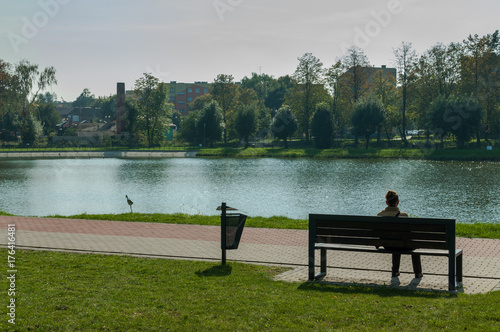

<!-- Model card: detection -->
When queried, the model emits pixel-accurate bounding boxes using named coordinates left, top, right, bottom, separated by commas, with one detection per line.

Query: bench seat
left=309, top=214, right=463, bottom=291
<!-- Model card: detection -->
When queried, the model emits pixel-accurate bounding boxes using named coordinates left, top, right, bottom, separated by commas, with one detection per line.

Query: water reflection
left=0, top=158, right=500, bottom=222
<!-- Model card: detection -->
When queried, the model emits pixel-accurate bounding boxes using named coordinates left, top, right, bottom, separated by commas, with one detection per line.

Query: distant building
left=168, top=81, right=211, bottom=117
left=57, top=107, right=102, bottom=123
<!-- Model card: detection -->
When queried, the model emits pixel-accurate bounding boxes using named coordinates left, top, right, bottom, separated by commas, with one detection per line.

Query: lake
left=0, top=158, right=500, bottom=223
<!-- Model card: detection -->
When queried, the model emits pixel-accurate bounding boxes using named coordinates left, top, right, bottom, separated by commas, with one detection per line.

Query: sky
left=0, top=0, right=500, bottom=101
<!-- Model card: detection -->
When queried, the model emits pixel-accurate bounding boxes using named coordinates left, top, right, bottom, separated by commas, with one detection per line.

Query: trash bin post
left=220, top=203, right=226, bottom=265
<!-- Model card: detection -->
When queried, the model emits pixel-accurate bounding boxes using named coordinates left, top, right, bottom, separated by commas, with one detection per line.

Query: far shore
left=0, top=150, right=197, bottom=160
left=0, top=147, right=500, bottom=161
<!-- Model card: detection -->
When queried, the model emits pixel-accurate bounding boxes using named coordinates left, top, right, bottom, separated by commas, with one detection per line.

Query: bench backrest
left=309, top=214, right=455, bottom=250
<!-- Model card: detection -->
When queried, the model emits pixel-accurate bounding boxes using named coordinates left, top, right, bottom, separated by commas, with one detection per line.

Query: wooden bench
left=309, top=214, right=462, bottom=290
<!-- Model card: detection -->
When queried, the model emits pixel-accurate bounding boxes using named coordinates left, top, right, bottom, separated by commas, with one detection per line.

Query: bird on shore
left=125, top=195, right=134, bottom=213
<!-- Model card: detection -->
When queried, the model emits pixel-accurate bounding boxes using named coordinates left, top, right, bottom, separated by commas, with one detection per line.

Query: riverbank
left=0, top=150, right=196, bottom=160
left=196, top=148, right=500, bottom=161
left=0, top=148, right=500, bottom=161
left=4, top=211, right=500, bottom=239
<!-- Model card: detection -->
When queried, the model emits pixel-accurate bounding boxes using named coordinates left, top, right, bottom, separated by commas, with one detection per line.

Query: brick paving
left=0, top=216, right=500, bottom=294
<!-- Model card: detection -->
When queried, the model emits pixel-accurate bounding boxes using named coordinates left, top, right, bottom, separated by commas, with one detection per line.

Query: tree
left=235, top=103, right=257, bottom=148
left=372, top=70, right=401, bottom=145
left=351, top=96, right=384, bottom=149
left=14, top=60, right=57, bottom=112
left=461, top=30, right=500, bottom=139
left=394, top=42, right=417, bottom=144
left=311, top=103, right=333, bottom=149
left=73, top=88, right=95, bottom=107
left=179, top=110, right=203, bottom=144
left=134, top=73, right=172, bottom=145
left=271, top=105, right=298, bottom=149
left=430, top=96, right=482, bottom=148
left=340, top=46, right=370, bottom=105
left=196, top=101, right=223, bottom=148
left=38, top=102, right=61, bottom=135
left=188, top=93, right=213, bottom=113
left=293, top=53, right=323, bottom=142
left=241, top=73, right=278, bottom=102
left=445, top=96, right=482, bottom=149
left=11, top=60, right=57, bottom=144
left=210, top=74, right=238, bottom=143
left=264, top=75, right=294, bottom=111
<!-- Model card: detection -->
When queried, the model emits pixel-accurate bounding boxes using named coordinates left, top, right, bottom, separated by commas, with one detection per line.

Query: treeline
left=180, top=31, right=500, bottom=148
left=0, top=30, right=500, bottom=148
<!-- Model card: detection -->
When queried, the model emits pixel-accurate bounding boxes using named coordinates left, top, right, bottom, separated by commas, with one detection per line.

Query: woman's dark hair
left=385, top=190, right=399, bottom=206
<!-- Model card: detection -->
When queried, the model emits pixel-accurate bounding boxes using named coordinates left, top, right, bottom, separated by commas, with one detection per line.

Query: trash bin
left=221, top=213, right=247, bottom=249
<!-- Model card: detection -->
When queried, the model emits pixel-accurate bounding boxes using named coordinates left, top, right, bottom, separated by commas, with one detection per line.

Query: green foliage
left=287, top=53, right=326, bottom=142
left=210, top=74, right=238, bottom=143
left=429, top=96, right=482, bottom=148
left=134, top=73, right=172, bottom=145
left=264, top=75, right=294, bottom=111
left=311, top=103, right=333, bottom=149
left=21, top=113, right=43, bottom=146
left=271, top=105, right=298, bottom=148
left=37, top=102, right=61, bottom=135
left=235, top=104, right=257, bottom=147
left=73, top=88, right=95, bottom=107
left=179, top=110, right=203, bottom=144
left=196, top=100, right=223, bottom=147
left=351, top=96, right=385, bottom=148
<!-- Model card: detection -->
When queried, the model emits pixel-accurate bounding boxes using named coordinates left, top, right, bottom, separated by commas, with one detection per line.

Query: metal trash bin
left=217, top=203, right=247, bottom=265
left=221, top=213, right=247, bottom=250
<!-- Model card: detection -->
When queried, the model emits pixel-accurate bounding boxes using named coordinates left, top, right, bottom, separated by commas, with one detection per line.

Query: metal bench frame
left=309, top=214, right=463, bottom=291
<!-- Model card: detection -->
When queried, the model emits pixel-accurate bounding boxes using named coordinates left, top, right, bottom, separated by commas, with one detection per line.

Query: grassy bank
left=4, top=249, right=500, bottom=331
left=197, top=148, right=500, bottom=161
left=47, top=213, right=500, bottom=239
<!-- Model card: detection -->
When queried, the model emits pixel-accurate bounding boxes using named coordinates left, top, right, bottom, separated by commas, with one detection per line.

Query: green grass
left=0, top=249, right=500, bottom=331
left=197, top=148, right=500, bottom=161
left=47, top=213, right=500, bottom=239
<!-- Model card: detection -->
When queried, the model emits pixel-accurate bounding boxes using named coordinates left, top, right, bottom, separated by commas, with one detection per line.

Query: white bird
left=125, top=195, right=134, bottom=213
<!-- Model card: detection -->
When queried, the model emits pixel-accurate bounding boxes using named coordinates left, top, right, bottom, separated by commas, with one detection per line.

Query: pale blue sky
left=0, top=0, right=500, bottom=101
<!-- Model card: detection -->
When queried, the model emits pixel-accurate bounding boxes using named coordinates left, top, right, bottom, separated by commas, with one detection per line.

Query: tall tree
left=134, top=73, right=172, bottom=145
left=394, top=42, right=418, bottom=144
left=271, top=105, right=298, bottom=149
left=235, top=103, right=257, bottom=148
left=293, top=53, right=324, bottom=142
left=210, top=74, right=238, bottom=143
left=351, top=96, right=385, bottom=149
left=14, top=60, right=57, bottom=112
left=12, top=60, right=57, bottom=144
left=461, top=30, right=500, bottom=138
left=73, top=88, right=95, bottom=107
left=340, top=46, right=370, bottom=105
left=264, top=75, right=294, bottom=111
left=241, top=73, right=278, bottom=101
left=196, top=100, right=223, bottom=148
left=311, top=103, right=333, bottom=149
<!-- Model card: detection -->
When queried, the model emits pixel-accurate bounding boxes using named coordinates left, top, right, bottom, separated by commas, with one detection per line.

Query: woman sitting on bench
left=377, top=190, right=423, bottom=278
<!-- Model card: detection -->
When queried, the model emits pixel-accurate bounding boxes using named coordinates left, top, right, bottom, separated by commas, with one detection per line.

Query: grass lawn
left=0, top=249, right=500, bottom=331
left=47, top=211, right=500, bottom=239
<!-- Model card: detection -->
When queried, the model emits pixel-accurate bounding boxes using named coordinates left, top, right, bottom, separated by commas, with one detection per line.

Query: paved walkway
left=0, top=216, right=500, bottom=294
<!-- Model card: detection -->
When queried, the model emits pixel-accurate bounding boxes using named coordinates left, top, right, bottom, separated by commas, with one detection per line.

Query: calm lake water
left=0, top=158, right=500, bottom=223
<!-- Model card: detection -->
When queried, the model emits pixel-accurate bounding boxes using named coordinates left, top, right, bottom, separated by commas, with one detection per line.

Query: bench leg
left=457, top=254, right=463, bottom=284
left=448, top=253, right=457, bottom=291
left=320, top=248, right=326, bottom=275
left=309, top=244, right=315, bottom=281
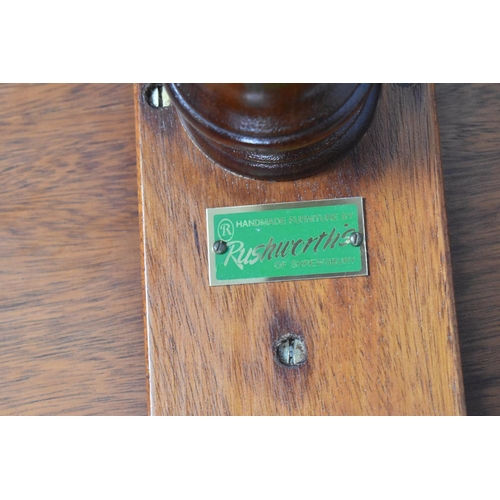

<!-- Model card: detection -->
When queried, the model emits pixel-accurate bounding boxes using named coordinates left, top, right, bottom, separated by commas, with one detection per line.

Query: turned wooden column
left=165, top=83, right=380, bottom=180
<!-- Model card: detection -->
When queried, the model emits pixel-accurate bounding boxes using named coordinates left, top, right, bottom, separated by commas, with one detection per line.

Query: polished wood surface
left=0, top=85, right=146, bottom=415
left=0, top=84, right=500, bottom=415
left=437, top=84, right=500, bottom=415
left=163, top=83, right=381, bottom=180
left=136, top=85, right=464, bottom=415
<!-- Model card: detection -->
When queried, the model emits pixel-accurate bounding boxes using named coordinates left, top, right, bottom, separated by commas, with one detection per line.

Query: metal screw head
left=275, top=334, right=307, bottom=367
left=145, top=83, right=170, bottom=108
left=349, top=233, right=363, bottom=247
left=213, top=240, right=227, bottom=255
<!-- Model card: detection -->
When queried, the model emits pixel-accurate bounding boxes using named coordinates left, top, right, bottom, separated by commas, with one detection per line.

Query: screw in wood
left=212, top=240, right=227, bottom=255
left=349, top=233, right=363, bottom=247
left=144, top=83, right=170, bottom=108
left=275, top=333, right=307, bottom=367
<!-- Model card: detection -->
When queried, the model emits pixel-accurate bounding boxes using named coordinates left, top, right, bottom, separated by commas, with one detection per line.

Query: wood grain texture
left=437, top=84, right=500, bottom=415
left=136, top=85, right=464, bottom=415
left=0, top=85, right=146, bottom=415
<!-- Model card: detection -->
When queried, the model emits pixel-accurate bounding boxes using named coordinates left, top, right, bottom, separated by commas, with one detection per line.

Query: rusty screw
left=213, top=240, right=227, bottom=255
left=275, top=334, right=307, bottom=367
left=145, top=83, right=170, bottom=108
left=349, top=233, right=363, bottom=247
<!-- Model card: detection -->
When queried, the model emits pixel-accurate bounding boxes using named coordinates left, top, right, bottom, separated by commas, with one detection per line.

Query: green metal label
left=207, top=198, right=368, bottom=286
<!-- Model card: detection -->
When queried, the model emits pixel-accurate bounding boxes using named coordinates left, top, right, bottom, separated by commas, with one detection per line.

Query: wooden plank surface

▸ **PROBLEM DESCRIPTION**
Pick out each line in the listing above that contains the string "bench" and copy those lines unchanged.

▸ **RESULT**
Query: bench seat
Query: bench backrest
Query: wooden bench
Query: metal bench frame
Query: woman sitting on bench
Query: bench leg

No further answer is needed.